Work to complete
Below are some records. How many of their lines contain the string "black"? Answer with the number alone.

Information provided
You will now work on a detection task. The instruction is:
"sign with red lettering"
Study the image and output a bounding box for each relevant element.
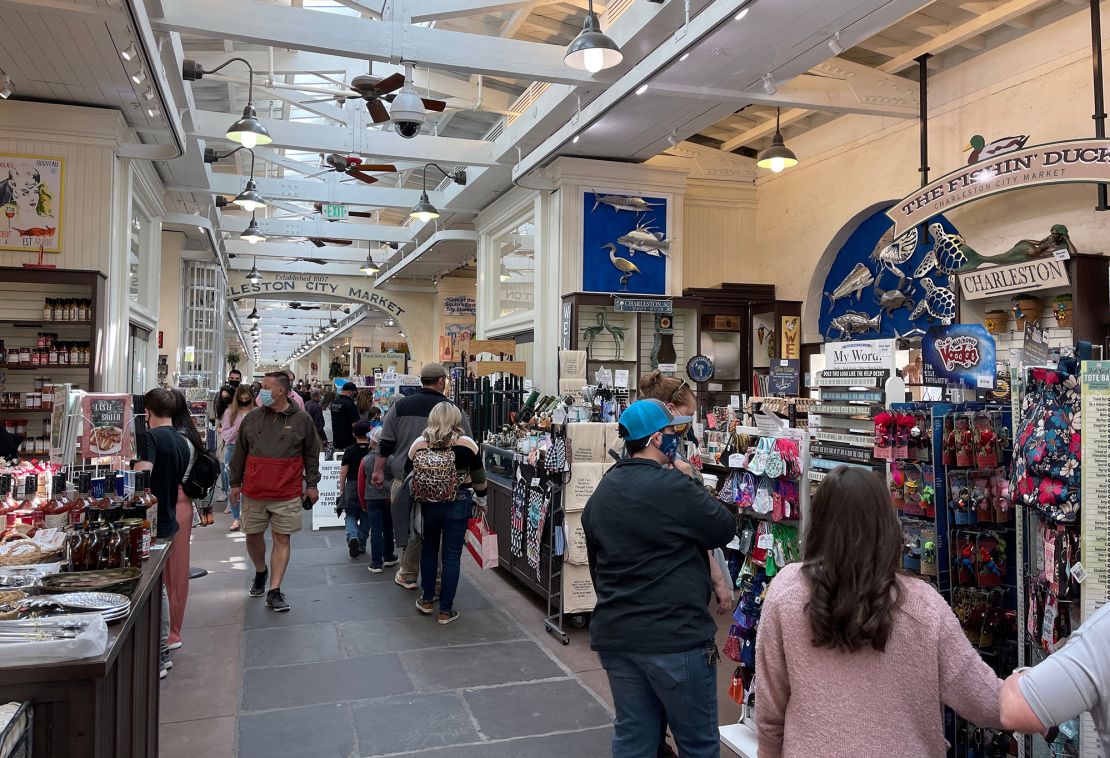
[888,139,1110,235]
[921,324,996,390]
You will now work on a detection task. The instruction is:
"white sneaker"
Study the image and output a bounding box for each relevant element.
[167,641,183,651]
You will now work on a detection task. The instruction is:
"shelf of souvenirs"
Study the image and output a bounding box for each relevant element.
[0,392,58,412]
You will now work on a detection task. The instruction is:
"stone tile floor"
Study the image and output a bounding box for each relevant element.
[158,506,741,758]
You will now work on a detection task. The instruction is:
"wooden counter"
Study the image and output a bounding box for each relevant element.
[0,546,170,758]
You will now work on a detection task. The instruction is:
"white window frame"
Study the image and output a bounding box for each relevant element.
[480,190,539,337]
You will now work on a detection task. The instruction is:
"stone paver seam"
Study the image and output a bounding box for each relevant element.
[365,725,614,758]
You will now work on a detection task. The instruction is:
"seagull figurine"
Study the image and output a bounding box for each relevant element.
[603,243,640,291]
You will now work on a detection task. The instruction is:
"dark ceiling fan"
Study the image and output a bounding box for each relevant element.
[288,302,322,311]
[335,73,447,124]
[309,153,397,184]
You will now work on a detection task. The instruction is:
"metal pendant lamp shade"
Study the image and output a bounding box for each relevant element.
[241,217,266,245]
[247,305,260,322]
[226,104,272,148]
[564,4,622,73]
[409,190,439,223]
[360,255,380,275]
[756,108,798,173]
[233,179,265,212]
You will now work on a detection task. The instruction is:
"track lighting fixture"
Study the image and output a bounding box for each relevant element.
[130,69,146,86]
[183,57,272,148]
[762,73,776,96]
[120,42,138,61]
[241,217,266,246]
[409,163,466,222]
[0,73,10,100]
[828,31,844,55]
[564,0,622,73]
[756,108,799,174]
[667,130,679,147]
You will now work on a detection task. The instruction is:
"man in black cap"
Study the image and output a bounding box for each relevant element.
[330,381,360,451]
[371,362,470,589]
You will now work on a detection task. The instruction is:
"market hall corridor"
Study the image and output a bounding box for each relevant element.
[156,510,616,758]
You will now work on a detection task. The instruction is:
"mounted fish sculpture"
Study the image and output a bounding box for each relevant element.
[825,311,882,341]
[618,221,671,257]
[824,262,875,312]
[872,226,919,277]
[910,278,958,324]
[914,223,968,283]
[592,192,662,213]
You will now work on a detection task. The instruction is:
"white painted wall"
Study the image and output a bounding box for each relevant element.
[159,231,185,379]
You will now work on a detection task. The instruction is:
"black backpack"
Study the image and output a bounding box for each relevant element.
[180,433,220,499]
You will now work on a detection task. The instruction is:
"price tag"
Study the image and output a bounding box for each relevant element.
[1070,561,1088,583]
[728,453,745,469]
[977,374,994,389]
[730,395,741,409]
[1053,247,1071,261]
[1041,596,1058,651]
[614,370,629,389]
[658,363,677,373]
[36,528,58,542]
[523,379,533,391]
[757,533,774,549]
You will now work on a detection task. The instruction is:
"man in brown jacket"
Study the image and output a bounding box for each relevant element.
[230,371,321,612]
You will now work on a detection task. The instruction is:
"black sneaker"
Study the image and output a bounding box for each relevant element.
[266,588,290,612]
[249,569,268,597]
[348,538,360,559]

Result
3